▶ _Exercise brief_: According to the article on the heatwave and federal budget cuts below, why are fans installed in almost every room in Louisiana homes? Answer in one to three sentences.

▶ _Document passage_:

== Segment start ==

26 July 2011

Heated Politics and Summer Heatwave Kill The Vulnerable


Hot
Photo by saturnism @ flickr
From Denny: Congress and President Obama have so slashed the federal budget on the backs of the low-income and retired Americans that many are dying in this heatwave. What has happened? 

Federal weather assistance fund broke

About $5 billion from a federal fund is spread around the states every year to help subsidize those households in need of covering their heating and cooling bills. The usual gamesmanship in Washington is now wrecking havoc on the most personal level.

Our federal government generally reserves several hundred million dollars to distribute during weather emergencies. We have certainly seen our fair share of weather emergencies for several years now.

America has the most violent and extreme weather of any nation on the planet. Just this one year we have experienced monster hurricanes, tornados wiping out whole towns, raging floods from the Spring snow melt, fires from drought-striken areas of the country, extreme cold in the winter and now extreme heat this summer.

That emergency weather fund used to be $590 million but recently Congress slashed it by almost two-thirds to only $200 million. Why is that significant? Before the heatwave began the fund went dry, completely empty of assistance monies.


From Mark Wolfe, executive director of the National Energy Assistance Directors’ Association: “The administration has no tools to use,” The NEADA represents the state administrators of the federally funded energy-assistance program.  "There’s no reason for anyone to become sick or die because of bills."

How can you handle the heat without an air conditioner or assistance?

It's actually cooler here in my state of Louisiana - notorious for its excessive heat and humidity - during this incredible summer heatwave - by about 10 to 15 degrees - than in the majority of the country. Here we are prepared for the heat where almost every home and every car has an air conditioner. We install fans in almost every room to help cut the humidity - which is what makes it so difficult to breathe well or your body to tolerate the heat.

But what can a person do when they don't have an air conditioner? The federal government is supposed to supply air conditioners via specially funded programs. Well, the reality is that the demand far outstrips the supply as twice as many people are applying for what is available.

== Segment end ==

▶ _Data_:
== Segment start ==

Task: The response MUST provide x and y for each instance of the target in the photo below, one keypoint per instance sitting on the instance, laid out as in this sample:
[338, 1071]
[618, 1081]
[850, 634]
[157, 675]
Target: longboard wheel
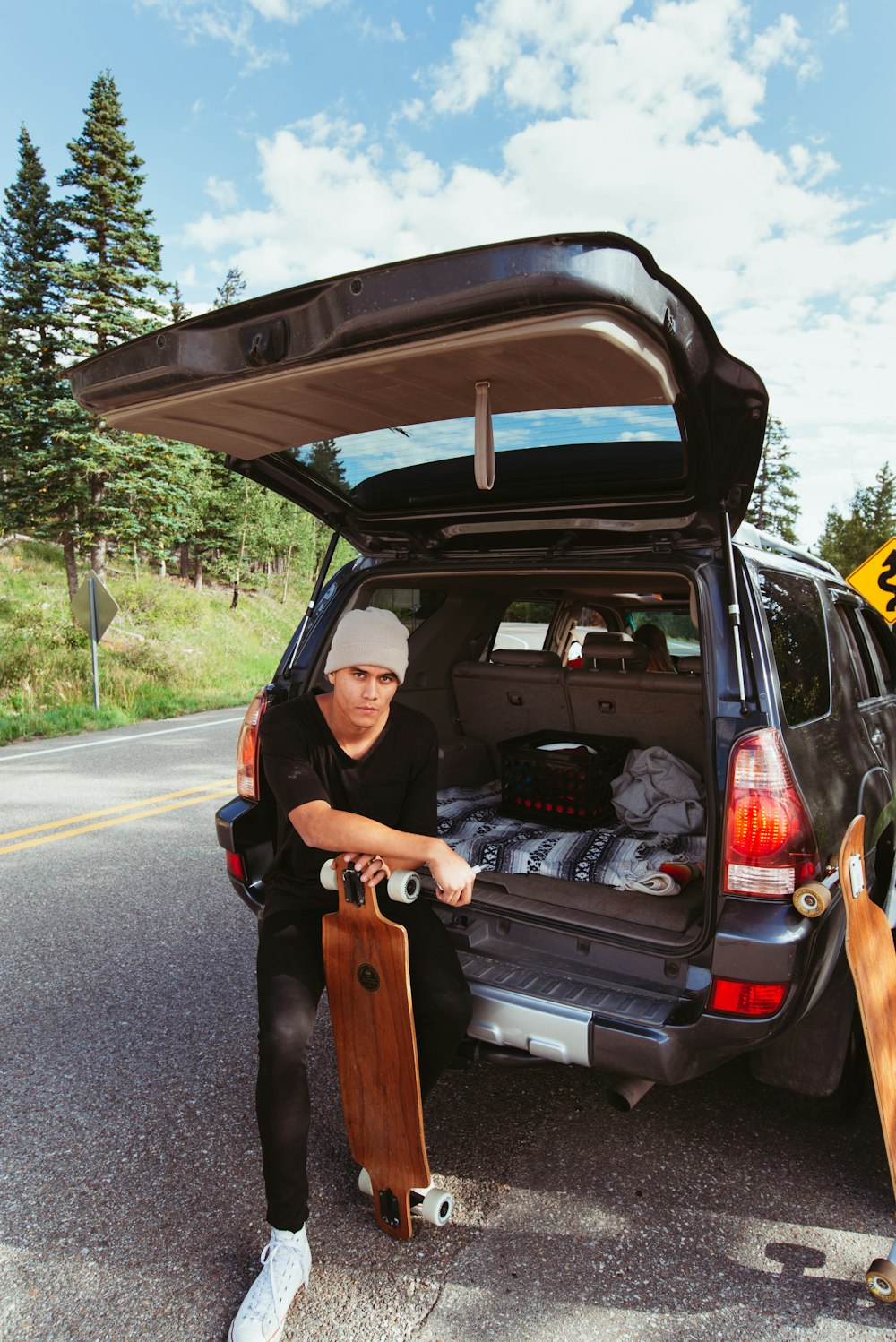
[437, 1207]
[880, 1279]
[812, 899]
[404, 887]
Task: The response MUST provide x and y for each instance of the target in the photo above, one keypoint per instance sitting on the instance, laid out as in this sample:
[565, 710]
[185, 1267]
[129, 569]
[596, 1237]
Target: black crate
[564, 788]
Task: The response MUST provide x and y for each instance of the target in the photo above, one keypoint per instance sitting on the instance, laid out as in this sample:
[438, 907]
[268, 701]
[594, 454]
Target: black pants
[290, 981]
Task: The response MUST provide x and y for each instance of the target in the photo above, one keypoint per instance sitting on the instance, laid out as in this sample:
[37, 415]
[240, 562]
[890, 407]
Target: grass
[169, 649]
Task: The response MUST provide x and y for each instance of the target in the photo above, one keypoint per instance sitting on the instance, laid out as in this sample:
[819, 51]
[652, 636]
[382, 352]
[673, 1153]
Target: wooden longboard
[365, 957]
[872, 959]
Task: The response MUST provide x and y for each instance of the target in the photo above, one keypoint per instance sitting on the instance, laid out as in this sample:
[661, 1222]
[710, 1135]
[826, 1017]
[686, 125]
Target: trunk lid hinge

== Segment end ==

▶ _Response area_: The fans help cut the humidity. Humidity makes it hard to breathe well and hard for the body to tolerate the heat.